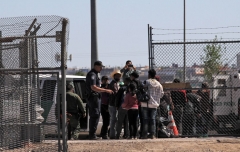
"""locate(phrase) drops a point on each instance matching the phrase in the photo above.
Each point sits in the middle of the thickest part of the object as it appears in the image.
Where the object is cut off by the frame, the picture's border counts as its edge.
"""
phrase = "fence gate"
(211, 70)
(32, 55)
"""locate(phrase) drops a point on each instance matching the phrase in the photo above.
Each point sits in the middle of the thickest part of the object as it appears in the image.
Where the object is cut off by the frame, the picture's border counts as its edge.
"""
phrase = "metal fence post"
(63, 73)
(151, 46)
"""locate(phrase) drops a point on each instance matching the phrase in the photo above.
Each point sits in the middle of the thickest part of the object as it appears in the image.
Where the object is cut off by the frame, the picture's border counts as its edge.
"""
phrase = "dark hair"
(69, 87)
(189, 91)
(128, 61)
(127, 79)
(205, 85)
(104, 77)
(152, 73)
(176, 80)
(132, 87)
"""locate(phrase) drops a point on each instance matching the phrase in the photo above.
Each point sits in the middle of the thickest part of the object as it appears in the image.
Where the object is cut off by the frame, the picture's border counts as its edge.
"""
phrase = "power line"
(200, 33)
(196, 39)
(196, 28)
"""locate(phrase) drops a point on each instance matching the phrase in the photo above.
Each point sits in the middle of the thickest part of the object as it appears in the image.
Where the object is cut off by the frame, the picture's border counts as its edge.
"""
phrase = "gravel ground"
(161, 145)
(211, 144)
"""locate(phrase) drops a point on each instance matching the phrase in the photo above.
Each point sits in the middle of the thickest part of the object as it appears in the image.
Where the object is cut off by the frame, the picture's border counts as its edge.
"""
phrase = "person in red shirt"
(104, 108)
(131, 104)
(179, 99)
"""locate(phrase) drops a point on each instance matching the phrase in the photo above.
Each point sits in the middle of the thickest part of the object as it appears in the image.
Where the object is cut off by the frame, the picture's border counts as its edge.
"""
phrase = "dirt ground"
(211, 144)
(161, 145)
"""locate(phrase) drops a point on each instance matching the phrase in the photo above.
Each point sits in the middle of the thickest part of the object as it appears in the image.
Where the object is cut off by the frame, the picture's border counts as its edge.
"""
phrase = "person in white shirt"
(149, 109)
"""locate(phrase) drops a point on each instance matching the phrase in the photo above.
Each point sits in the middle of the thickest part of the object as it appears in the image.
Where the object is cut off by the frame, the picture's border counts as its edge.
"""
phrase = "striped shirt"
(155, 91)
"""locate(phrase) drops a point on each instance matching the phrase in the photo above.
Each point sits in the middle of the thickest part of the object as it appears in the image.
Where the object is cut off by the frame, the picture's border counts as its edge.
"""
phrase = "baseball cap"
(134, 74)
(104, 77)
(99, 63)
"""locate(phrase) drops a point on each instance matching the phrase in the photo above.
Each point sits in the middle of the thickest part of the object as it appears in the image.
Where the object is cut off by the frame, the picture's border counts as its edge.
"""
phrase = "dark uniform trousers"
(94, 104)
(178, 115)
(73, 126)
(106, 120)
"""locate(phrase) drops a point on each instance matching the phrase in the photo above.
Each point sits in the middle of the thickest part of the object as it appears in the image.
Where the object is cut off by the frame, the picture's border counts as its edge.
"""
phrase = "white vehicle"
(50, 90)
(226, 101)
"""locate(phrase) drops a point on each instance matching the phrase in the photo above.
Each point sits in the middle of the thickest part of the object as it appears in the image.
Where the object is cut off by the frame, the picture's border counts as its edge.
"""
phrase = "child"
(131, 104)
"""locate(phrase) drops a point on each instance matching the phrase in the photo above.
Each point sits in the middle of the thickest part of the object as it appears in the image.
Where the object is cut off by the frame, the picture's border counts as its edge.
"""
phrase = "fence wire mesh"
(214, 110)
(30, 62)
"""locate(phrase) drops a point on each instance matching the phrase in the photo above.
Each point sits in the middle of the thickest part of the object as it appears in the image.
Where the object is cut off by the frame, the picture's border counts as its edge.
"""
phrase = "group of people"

What you will do:
All of the material above needs to be restated exactly, with no pictures.

Answer to this exercise:
"""locate(phrase) drops a point on each instance matching the phrase in the photo above.
Each point sits in the middle of the thickest part of the object as it appears in the image.
Where the object is cut off by the frame, the picture's border counts as its edge.
"""
phrase = "fence gate"
(211, 70)
(32, 55)
"""locate(phrase) drops a point on each instance matching the phrase in the photo above.
Each point sits in the middle of the thickest part of the object as it appears in the image.
Where the object is cut off by the frame, the picture's border counts as its edge.
"""
phrase = "metal fence post"
(63, 73)
(151, 46)
"""locate(phrase) drops a point on each instance matching the phrase in the photo above.
Each point sits in the middle of the thickest part of the object as it appears in the image.
Where the object is cut off by the frame, the picture's border counts as its edge.
"""
phrase = "dark hair"
(69, 87)
(189, 91)
(128, 61)
(127, 79)
(205, 85)
(104, 77)
(152, 73)
(176, 80)
(132, 87)
"""locate(phrase) drops a point on each instance matching the phrase in the photo above.
Each point sits in the middle of the thickest part of the object as it appears in the image.
Where the object is cut off by the frame, the picture's border counts as its edge.
"""
phrase = "power line"
(200, 33)
(196, 39)
(196, 28)
"""locate(phrase) drops a point on each instance matching the phrase in the photo above.
Each point sits in the middle of the thickest part of the object as it appears in the image.
Where the object is cut off by the frame, the picture's border counts as its edge.
"""
phrase = "gravel ground"
(161, 145)
(211, 144)
"""locate(phrase) drops a point on each instance matching the phrase in the photo above.
Each point sits in the middle of the thickest part of the object as it appears in the image.
Where the object is cut off by the frame, the picture's border counts as its edge.
"""
phrase = "person in red shirt"
(104, 108)
(131, 104)
(179, 99)
"""locate(phrase) drops a point on each instance matching the phrase in the photo above.
Each point sits in the middle of the thickest part of the object as it appears in the image.
Where the object is cut off by the frame, the picture's border counts as its edge.
"""
phrase = "dirt ground"
(211, 144)
(161, 145)
"""locate(phrase) drops a point on each instance matching the phrase in the photo above.
Each point sits in the middle of the thickest part of the object as it appears in the image.
Where the object is cut off by the frame, the picture's border counts as its edge.
"""
phrase = "person in white shirt"
(149, 109)
"""locate(phrase) drops a point on each instance matching the phrase in the photo above.
Each point sits in the middle of the thickest part of the object as it appears in the image.
Where the object is cut off by the frame, the picture's border counts as its edge.
"""
phrase = "striped shirt"
(155, 91)
"""locate(phrase) drops a point on each instance matching the phrase in the photo above.
Each point sits in the middle of the thickest part of the object as it appears in the image.
Where the object is cut off by the frame, the picture's border counts as its edge.
"""
phrase = "baseball cap"
(134, 74)
(104, 77)
(99, 63)
"""locate(phrase) drops a point on each instance matching the phrase in the photo above.
Each point sits in the middle of the thickest part of the object as it appears in the image.
Where the object is cut off by the frame, the picture's border counts as its edge.
"""
phrase = "dark uniform trousers"
(94, 104)
(178, 115)
(73, 126)
(106, 120)
"""locate(phrase) drops a point on each instance matching the phrase in the photo above.
Each point sits in the middle of the thickest part of the object as it appears in the image.
Where the object is cut off by the frame, the picture's border counts as its edge.
"""
phrase = "white vehicle"
(50, 90)
(226, 101)
"""locate(phrase) drops a point on each instance matching the phrase in the photo above.
Each point sits in the middle of the thickest part of the object as it appears in the image.
Where the object is cut off by the frame, the picture's border counts as its edge.
"""
phrase = "child"
(131, 104)
"""locate(phrase) drops a point on each instance matching the phrase in the photo above.
Each point sits in the middle of the thickest part of the object as it appears in the image.
Where the object is cut off by the frame, the picture's border counts as its edge.
"""
phrase = "fence wire mesh"
(214, 110)
(30, 62)
"""locate(phrase) drops a point on each instance matching the phrase in the photo above.
Each point sits in the middle of the thickest part of the object as it appears in the image.
Where the object is cut off by the frame, the picture's border counts as its edge.
"""
phrase = "group of people"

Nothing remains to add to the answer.